## BEGIN Records shown

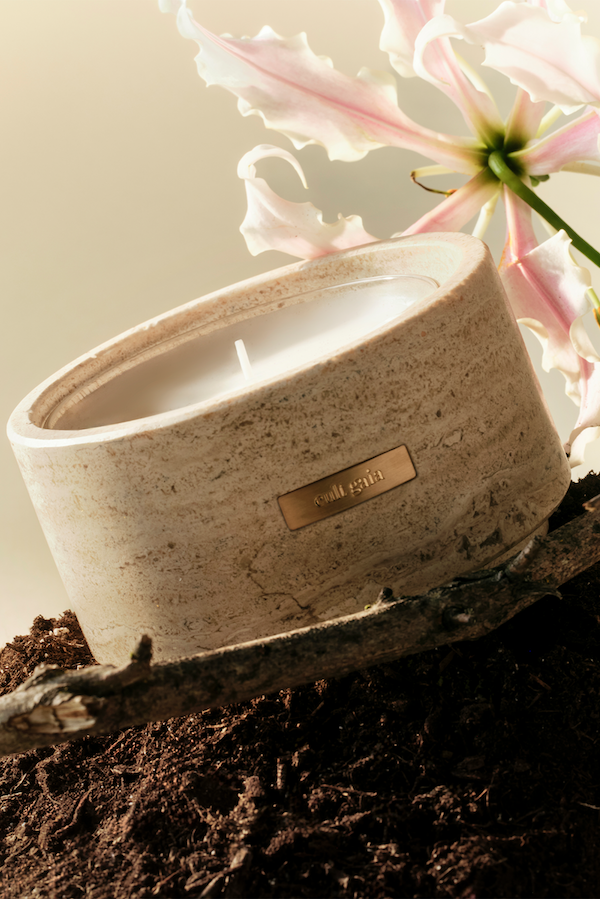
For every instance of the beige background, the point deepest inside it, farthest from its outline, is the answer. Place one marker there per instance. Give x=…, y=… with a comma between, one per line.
x=120, y=198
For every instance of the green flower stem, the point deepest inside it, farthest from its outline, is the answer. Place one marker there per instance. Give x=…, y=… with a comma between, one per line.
x=501, y=170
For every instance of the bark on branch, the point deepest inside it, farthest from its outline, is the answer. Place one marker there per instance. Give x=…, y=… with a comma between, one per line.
x=54, y=705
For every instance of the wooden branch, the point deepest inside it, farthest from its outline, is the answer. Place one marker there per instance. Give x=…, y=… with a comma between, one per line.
x=53, y=705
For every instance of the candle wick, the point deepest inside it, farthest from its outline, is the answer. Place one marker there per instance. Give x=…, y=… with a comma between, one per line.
x=246, y=367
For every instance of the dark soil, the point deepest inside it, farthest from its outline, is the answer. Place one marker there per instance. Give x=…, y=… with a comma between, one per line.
x=472, y=771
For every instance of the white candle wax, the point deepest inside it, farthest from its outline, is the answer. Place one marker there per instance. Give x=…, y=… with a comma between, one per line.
x=267, y=346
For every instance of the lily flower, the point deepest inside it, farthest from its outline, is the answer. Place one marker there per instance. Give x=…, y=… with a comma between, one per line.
x=539, y=46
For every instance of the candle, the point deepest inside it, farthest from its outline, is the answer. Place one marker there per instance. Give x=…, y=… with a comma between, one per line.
x=275, y=453
x=209, y=366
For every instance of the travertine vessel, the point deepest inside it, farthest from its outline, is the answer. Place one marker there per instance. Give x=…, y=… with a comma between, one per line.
x=174, y=522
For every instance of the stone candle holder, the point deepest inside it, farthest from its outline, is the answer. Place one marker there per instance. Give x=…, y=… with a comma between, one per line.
x=410, y=454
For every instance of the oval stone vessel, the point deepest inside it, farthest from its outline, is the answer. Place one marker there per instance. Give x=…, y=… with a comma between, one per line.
x=206, y=504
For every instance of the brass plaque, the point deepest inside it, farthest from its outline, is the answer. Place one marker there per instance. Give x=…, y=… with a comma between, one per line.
x=347, y=488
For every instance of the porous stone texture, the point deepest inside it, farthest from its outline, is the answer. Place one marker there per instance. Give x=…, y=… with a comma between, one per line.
x=170, y=525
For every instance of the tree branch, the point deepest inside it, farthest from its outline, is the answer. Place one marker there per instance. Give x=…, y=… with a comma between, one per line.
x=54, y=705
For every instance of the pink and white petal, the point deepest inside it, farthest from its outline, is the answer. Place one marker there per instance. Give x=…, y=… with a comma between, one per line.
x=459, y=208
x=587, y=427
x=524, y=119
x=436, y=62
x=547, y=291
x=273, y=223
x=304, y=97
x=575, y=142
x=558, y=9
x=549, y=59
x=403, y=20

## END Records shown

What to do | Return every line of the items above verbatim, leaving out the pictures.

The solution |
For every instance of the beige background, the point deepest inside it, farthest from its outline, is the answer. Place one marker there per instance. Give x=…, y=… with a comma between, one per line.
x=120, y=198
For every instance of the green flower stem, the point deepest inside it, farthest from its outline, is the answer. Place one marker there per instance. Give x=…, y=… with a comma between, one per line.
x=501, y=170
For every instance of the bark on branch, the point deepest inside it, farthest from its outline, is the answer. Place one marker there per instance. Give x=…, y=… with a comma between, one per line.
x=54, y=705
For every instance of the wooden branch, the point deepest inside it, farthest from its outline, is the answer. Place one marker there per instance. Give x=…, y=… with a comma between, one per line.
x=53, y=705
For every instance of the candle wick, the point deepest inside it, farthest from its outline, is the answer. Place one marker there per instance. Give x=…, y=… with a comma between, one per line.
x=246, y=367
For every instance of the dark soil, the point deepest inside it, farthest from its outline, is the answer. Place one marker there per instance. Give x=…, y=… with a comma between, one per line.
x=472, y=771
For every instance of the white candle wax, the point deepest inside it, farthest from its outline, is the answer. Place one marker there per instance. Give x=…, y=… with a comma between, one per line.
x=267, y=346
For every instance of the lily flower, the point deepest inside it, farthest from its outline, is the answer. Place one marker there per instance. Give x=…, y=… with a comma between, one per line.
x=539, y=46
For every instance of the candle, the point deepest inside it, farthest from its outline, is the answer. Place one marker there per instance. Give x=…, y=… with a comma between, one per line.
x=275, y=453
x=209, y=366
For every instance of the travertine vessel, the point deepest inside it, farthest from its outline, is the answer. Place one marker there per instance. Give x=…, y=… with a comma between, one per line.
x=174, y=522
For every instance of the stone candle holder, the point deepest inside it, farthest from its outline, is the answer. Place one marker there per instance. Give x=…, y=… with a comma between, one per line.
x=410, y=454
For every instance of the oval stone vessel, the point deepest inside it, farthest from its outline, is the answer. Place one marker there per instance. Give x=…, y=… with a comma between, one per line.
x=206, y=504
For every instance of the brass plaque, the point deepest inside it, farthest from its outline, is the answer. Place one marker there per instance. Give x=…, y=… with a comma between, one per line.
x=347, y=488
For every instance of the porous stone texture, the point deepest inside it, farthest from its outline, is the answer. Place one marker there per instance. Give x=…, y=… with a comma between, one per line.
x=170, y=525
For every instance of the tree branch, the point deepest inside it, farthest from its outline, is the answer. Place one marker there per instance. Give x=…, y=… with a comma between, one per line.
x=54, y=705
For every instance of the pink and white petal, the point deepest inside it, farthest from its outline, is the answer. Place one marker there per instance. Give x=…, y=… with a comma between, one per line.
x=459, y=208
x=587, y=427
x=524, y=119
x=436, y=62
x=547, y=291
x=273, y=223
x=304, y=97
x=575, y=142
x=558, y=9
x=549, y=59
x=403, y=20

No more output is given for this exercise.